[AIM]:
In the records below, reproduce word for word the lines starting with the one that contains "Place one keypoint on each instance of the black riding" and going on through the one that contains "(1044, 473)".

[GIVEN RECORDS]:
[start]

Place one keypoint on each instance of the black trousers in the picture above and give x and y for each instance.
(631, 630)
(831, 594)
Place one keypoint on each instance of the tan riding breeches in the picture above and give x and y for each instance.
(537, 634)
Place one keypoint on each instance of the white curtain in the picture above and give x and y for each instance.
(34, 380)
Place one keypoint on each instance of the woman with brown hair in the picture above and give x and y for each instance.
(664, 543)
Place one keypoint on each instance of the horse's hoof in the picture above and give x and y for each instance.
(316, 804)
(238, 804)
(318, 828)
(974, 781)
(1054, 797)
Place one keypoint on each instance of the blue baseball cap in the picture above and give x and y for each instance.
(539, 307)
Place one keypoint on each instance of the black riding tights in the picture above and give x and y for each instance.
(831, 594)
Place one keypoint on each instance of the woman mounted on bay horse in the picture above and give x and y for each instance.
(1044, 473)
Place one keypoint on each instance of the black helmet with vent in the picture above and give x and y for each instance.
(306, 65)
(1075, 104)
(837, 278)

[end]
[start]

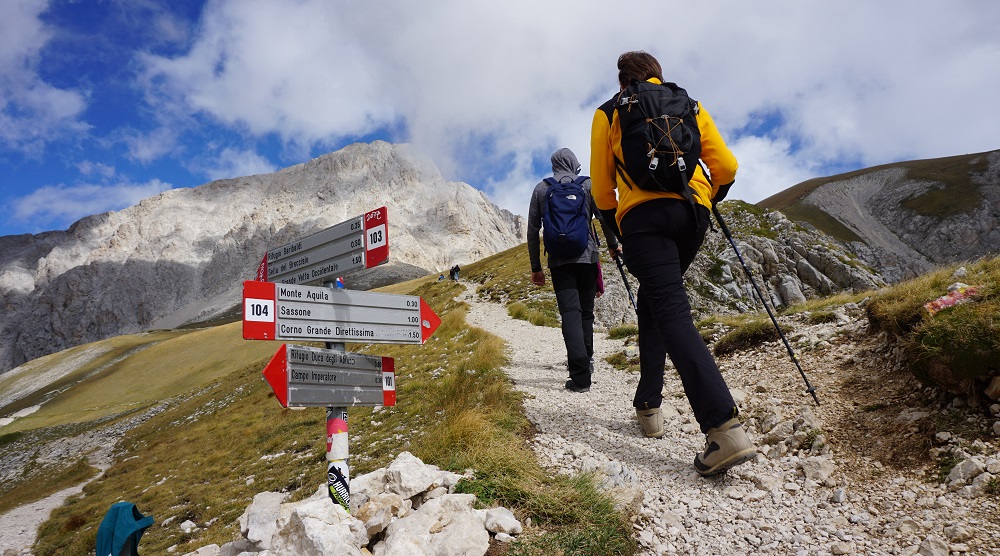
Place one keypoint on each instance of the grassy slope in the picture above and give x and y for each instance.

[end]

[REPLY TO THE TASK]:
Place one keypoint on each instance of the black riding tights in the picture above and give x and y for each instance.
(831, 594)
Place one keypoint on each instance of the woman mounted on bay horse in the picture above and give x and y for each instance.
(1044, 473)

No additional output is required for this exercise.